Quote the records word for word, starting at the first line and ending at the line that contains "[570,247,642,331]".
— Start of DATASET ENTRIES —
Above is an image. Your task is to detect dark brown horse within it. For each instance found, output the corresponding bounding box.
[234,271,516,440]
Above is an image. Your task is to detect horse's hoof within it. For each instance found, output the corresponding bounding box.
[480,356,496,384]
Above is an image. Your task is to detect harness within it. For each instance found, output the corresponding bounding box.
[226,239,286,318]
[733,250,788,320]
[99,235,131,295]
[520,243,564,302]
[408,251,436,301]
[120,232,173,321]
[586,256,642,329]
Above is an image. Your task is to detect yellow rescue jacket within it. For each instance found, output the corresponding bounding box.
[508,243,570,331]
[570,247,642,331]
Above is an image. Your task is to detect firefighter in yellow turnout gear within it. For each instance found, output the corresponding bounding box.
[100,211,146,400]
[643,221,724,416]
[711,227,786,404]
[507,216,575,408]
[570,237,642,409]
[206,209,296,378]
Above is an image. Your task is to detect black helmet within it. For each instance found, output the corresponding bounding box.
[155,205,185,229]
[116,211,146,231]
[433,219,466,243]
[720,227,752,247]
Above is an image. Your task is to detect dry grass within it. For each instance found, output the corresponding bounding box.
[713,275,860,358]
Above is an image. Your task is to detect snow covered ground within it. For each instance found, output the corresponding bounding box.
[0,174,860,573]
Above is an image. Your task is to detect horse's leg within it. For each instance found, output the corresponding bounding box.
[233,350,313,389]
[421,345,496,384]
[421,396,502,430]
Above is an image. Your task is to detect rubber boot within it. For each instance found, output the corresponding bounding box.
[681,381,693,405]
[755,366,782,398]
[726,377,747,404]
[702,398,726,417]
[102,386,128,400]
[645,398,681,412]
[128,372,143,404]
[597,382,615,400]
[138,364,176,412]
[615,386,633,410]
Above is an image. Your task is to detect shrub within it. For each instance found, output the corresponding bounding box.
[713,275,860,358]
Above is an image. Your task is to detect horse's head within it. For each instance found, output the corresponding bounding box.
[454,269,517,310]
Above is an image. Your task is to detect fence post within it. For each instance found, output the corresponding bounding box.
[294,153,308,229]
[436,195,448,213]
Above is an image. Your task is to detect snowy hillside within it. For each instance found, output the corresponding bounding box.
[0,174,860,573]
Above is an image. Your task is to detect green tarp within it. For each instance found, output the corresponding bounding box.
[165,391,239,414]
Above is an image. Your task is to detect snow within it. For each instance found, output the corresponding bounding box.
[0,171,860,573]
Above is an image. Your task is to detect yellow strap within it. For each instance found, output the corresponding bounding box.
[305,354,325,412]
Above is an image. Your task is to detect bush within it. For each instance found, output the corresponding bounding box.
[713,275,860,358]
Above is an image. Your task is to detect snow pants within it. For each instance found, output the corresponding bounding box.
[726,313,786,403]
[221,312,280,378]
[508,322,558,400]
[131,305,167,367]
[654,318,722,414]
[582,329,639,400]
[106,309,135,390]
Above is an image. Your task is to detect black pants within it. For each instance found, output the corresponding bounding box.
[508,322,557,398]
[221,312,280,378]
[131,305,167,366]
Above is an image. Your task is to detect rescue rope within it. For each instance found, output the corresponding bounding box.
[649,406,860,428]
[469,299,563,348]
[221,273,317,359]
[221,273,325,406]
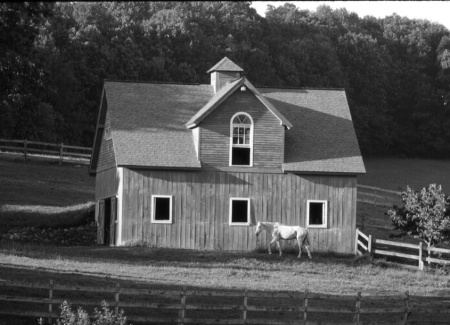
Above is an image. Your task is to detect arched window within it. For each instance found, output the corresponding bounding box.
[230,113,253,166]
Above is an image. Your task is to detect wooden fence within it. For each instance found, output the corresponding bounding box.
[0,281,450,325]
[358,184,401,208]
[355,229,450,270]
[0,139,92,164]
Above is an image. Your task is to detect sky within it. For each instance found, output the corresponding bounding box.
[252,0,450,30]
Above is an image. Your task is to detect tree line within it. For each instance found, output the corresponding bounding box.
[0,2,450,158]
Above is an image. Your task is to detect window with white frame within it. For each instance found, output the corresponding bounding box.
[229,197,250,226]
[230,113,253,166]
[151,195,172,223]
[306,200,328,228]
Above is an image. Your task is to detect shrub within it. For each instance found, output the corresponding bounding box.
[38,301,127,325]
[387,184,450,247]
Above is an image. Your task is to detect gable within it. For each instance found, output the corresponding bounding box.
[198,90,284,172]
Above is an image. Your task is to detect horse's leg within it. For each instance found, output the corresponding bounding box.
[277,240,282,256]
[297,237,302,258]
[305,244,312,258]
[269,237,277,254]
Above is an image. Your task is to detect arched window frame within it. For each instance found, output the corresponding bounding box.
[229,112,255,167]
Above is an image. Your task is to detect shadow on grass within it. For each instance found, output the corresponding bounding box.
[0,202,95,233]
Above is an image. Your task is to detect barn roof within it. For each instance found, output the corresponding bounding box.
[91,78,365,174]
[207,57,244,73]
[186,77,292,129]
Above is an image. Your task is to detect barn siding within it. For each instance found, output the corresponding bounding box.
[95,168,119,201]
[200,90,284,169]
[122,168,356,253]
[97,107,116,172]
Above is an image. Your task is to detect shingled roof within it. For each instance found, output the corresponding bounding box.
[207,57,244,73]
[259,88,366,173]
[94,79,365,174]
[104,81,214,168]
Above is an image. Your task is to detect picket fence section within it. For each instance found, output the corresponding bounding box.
[355,228,450,271]
[0,281,450,325]
[0,139,92,164]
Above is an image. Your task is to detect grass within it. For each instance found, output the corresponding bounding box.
[0,244,450,296]
[0,153,95,233]
[0,154,450,324]
[358,158,450,191]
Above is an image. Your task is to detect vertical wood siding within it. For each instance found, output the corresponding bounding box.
[122,168,356,253]
[200,90,284,168]
[95,168,119,201]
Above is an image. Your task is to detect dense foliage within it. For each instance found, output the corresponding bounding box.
[388,184,450,246]
[0,2,450,158]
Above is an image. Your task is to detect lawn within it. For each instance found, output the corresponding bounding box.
[0,156,450,324]
[358,158,450,191]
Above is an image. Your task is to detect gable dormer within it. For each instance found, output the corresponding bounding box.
[207,57,244,94]
[186,57,292,171]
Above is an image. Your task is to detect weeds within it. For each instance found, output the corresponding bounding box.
[38,301,127,325]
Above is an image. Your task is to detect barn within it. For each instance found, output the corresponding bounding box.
[89,57,365,253]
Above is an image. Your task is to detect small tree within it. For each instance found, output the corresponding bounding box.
[387,184,450,247]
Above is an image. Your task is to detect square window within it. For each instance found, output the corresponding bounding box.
[230,198,250,226]
[306,200,328,228]
[231,147,251,166]
[152,195,172,223]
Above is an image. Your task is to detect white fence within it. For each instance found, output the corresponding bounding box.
[355,229,450,270]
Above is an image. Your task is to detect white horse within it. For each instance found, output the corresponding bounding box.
[255,222,312,258]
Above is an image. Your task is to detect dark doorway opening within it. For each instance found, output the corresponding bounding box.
[103,198,114,246]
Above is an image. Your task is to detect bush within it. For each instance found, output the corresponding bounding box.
[387,184,450,247]
[39,301,127,325]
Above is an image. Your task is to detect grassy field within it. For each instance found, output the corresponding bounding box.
[0,155,450,324]
[0,154,95,233]
[358,158,450,191]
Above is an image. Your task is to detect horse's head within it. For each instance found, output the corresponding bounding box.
[255,222,262,236]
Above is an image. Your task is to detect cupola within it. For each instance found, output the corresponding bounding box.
[207,57,244,93]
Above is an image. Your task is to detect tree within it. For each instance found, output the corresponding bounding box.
[387,184,450,247]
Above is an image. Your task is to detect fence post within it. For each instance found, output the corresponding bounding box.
[23,139,28,161]
[419,242,423,271]
[114,283,120,315]
[353,292,361,324]
[179,287,186,324]
[403,291,409,324]
[242,289,247,324]
[48,280,53,324]
[59,142,64,165]
[303,289,308,323]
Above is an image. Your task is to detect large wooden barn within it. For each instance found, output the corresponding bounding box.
[90,57,365,253]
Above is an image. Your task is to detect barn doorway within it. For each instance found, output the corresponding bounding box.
[97,196,117,246]
[103,198,114,246]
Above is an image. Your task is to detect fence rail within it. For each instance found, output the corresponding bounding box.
[0,281,450,324]
[355,228,450,270]
[358,184,400,208]
[0,139,92,164]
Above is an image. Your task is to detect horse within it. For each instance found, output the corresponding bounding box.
[255,222,312,258]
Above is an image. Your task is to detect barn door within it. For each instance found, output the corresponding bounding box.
[109,197,117,246]
[97,200,105,245]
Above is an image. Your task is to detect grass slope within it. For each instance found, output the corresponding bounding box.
[358,158,450,191]
[0,153,95,233]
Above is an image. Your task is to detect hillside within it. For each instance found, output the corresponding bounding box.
[0,153,95,233]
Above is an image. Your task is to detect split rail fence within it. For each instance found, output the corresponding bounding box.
[0,281,450,325]
[0,139,92,164]
[358,184,401,208]
[355,229,450,270]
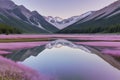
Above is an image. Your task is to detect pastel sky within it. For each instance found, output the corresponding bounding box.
[12,0,116,18]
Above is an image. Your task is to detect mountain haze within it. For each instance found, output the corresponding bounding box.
[59,0,120,33]
[0,0,58,33]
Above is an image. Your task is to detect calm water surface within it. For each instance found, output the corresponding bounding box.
[22,40,120,80]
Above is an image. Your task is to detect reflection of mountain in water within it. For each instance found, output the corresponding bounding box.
[7,39,90,61]
[46,39,90,53]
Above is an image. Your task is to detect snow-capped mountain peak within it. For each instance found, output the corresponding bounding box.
[45,11,92,29]
[0,0,16,9]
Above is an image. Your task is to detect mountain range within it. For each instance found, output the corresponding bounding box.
[0,0,120,33]
[0,0,59,33]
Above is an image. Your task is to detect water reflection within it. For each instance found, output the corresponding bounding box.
[19,40,120,80]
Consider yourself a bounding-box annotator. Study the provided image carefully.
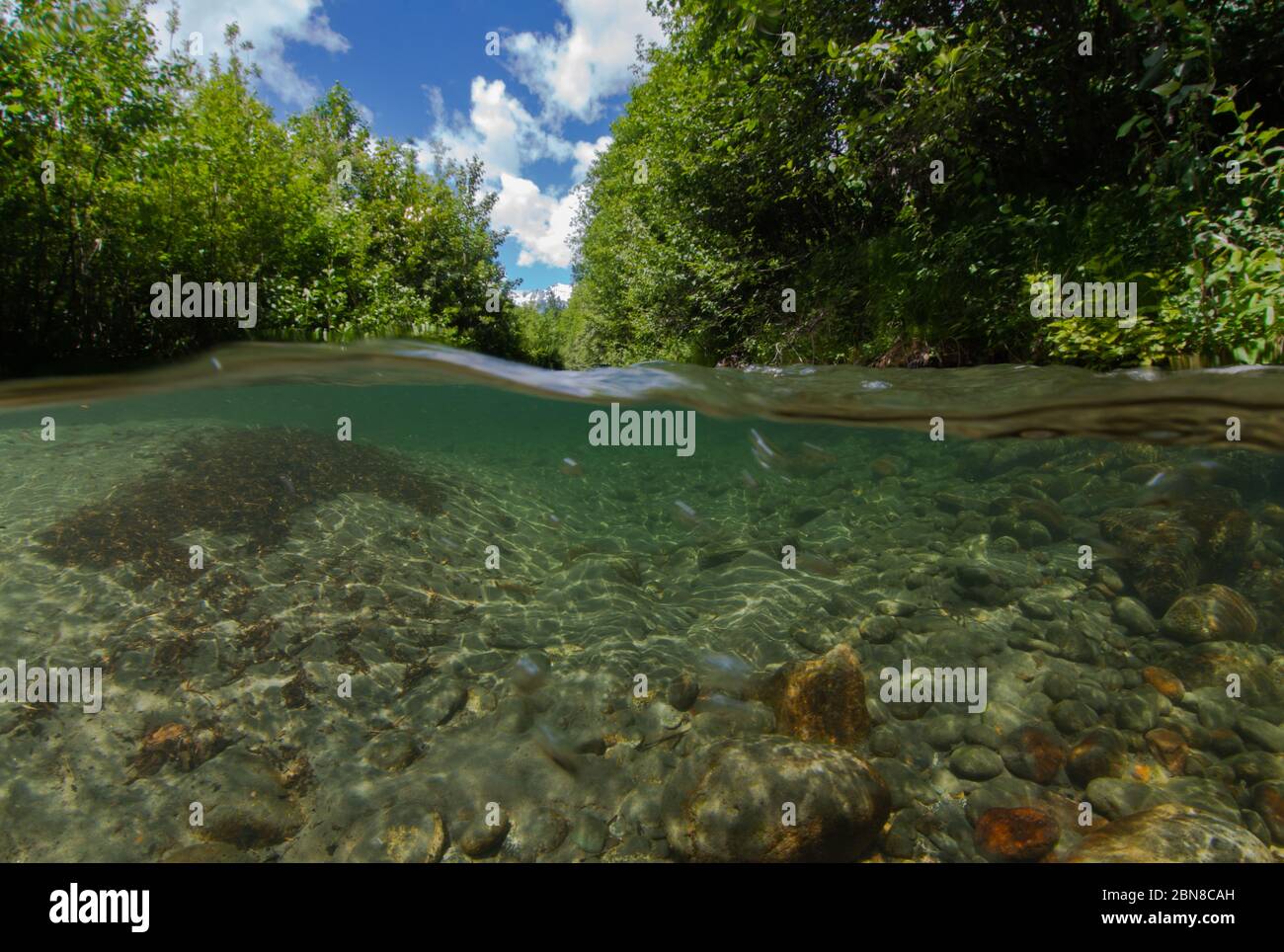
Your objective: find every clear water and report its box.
[0,345,1284,862]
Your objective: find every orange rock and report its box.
[762,643,869,746]
[1002,728,1066,784]
[1146,728,1190,773]
[1142,668,1186,700]
[976,807,1061,862]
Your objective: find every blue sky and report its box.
[151,0,662,290]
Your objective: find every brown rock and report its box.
[1066,728,1127,786]
[1099,508,1199,613]
[1146,728,1190,773]
[1160,585,1257,644]
[1066,803,1274,862]
[869,455,906,479]
[976,807,1061,862]
[762,643,869,747]
[1253,780,1284,845]
[1142,666,1186,702]
[1002,728,1066,784]
[662,735,891,862]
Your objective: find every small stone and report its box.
[1111,595,1157,635]
[570,812,607,856]
[874,597,916,618]
[1142,666,1186,703]
[1253,780,1284,845]
[975,807,1061,862]
[869,726,900,757]
[1160,585,1257,644]
[454,814,510,859]
[1066,803,1274,863]
[1114,694,1159,734]
[1083,776,1171,820]
[1001,728,1066,785]
[860,614,899,644]
[1049,700,1098,737]
[1017,595,1057,621]
[762,644,869,747]
[923,713,967,751]
[1043,671,1079,700]
[334,803,446,862]
[361,730,419,772]
[181,748,303,849]
[665,674,700,711]
[1146,728,1190,773]
[1066,728,1127,786]
[663,737,890,862]
[950,745,1003,780]
[1236,715,1284,754]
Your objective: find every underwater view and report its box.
[0,344,1284,863]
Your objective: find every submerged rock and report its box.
[1001,726,1066,784]
[1066,728,1127,786]
[663,737,891,862]
[762,644,869,747]
[1066,803,1274,862]
[1160,585,1257,644]
[334,803,446,862]
[1099,508,1199,612]
[976,807,1061,862]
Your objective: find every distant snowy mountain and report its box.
[510,284,572,310]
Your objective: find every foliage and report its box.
[564,0,1284,365]
[0,0,518,373]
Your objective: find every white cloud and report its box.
[416,76,611,269]
[419,76,574,182]
[492,175,581,269]
[505,0,664,121]
[148,0,348,107]
[572,136,615,182]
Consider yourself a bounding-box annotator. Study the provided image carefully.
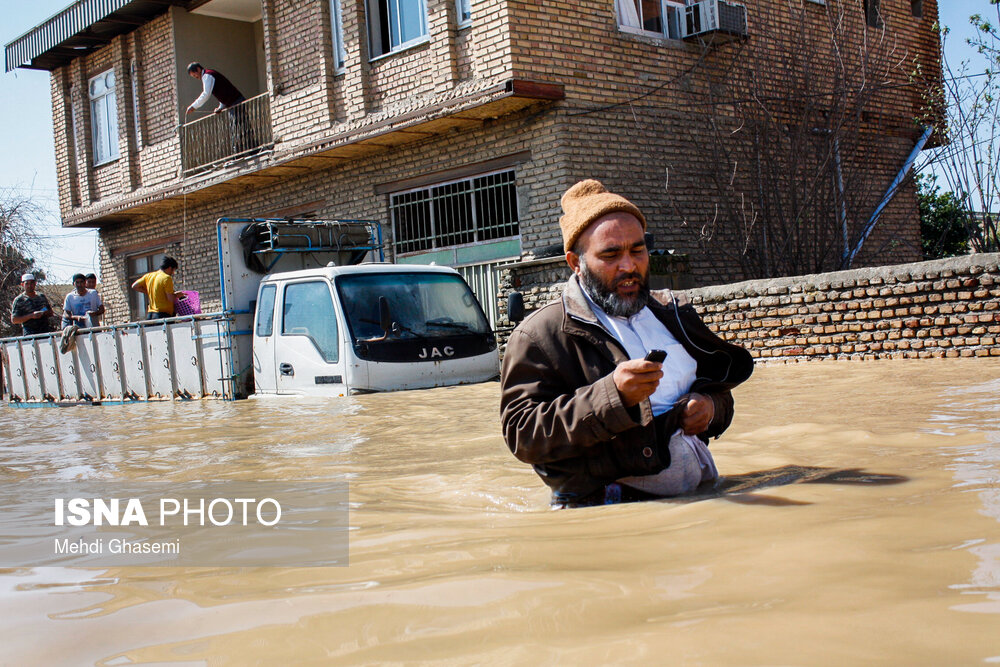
— End of DATASET ENTRIES —
RESULT OF THE EXERCISE
Above is an image. Your task is to detect dark brown horse within it. For each instance found, output the corresponding bounding box.
[234,271,516,440]
Above is an image. Your task is to detect horse's hoof within it. For each instance found, output the corresponding bounding box.
[480,356,496,384]
Above is an image. Your task is to detect harness within it. For each instance found, output the corresponding bounding box.
[226,239,286,318]
[733,250,788,320]
[99,235,131,295]
[520,243,564,302]
[408,251,436,301]
[120,232,173,321]
[586,256,642,329]
Above is an image. Your task is to detect yellow rescue jacket within it. For each instance found, output the corresponding bounding box.
[508,243,570,331]
[570,247,642,331]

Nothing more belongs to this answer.